> WHAT THIS TASK INVOLVES
Rewrite the listing below, changing every "single pin" to "small dot" and leaving everything else as it is.

---*---

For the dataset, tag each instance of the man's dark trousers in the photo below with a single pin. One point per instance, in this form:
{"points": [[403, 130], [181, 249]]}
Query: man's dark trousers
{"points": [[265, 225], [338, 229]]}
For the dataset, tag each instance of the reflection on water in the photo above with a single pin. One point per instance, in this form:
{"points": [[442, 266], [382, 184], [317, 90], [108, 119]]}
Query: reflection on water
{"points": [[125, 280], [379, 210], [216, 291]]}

---*---

> CORRECT ANSWER
For the dataset, tag each instance of the man's dark trousers in the photo below with a small dot. One point per instance, in this form:
{"points": [[403, 130], [181, 249]]}
Query: man's dark trousers
{"points": [[265, 225], [338, 229]]}
For the dataset, tag each instance of the reflection on water in the photo above with a small dot. One point per instance, in this form:
{"points": [[442, 266], [382, 184], [317, 90], [108, 119]]}
Query: reflection on water
{"points": [[125, 280], [379, 210], [216, 291]]}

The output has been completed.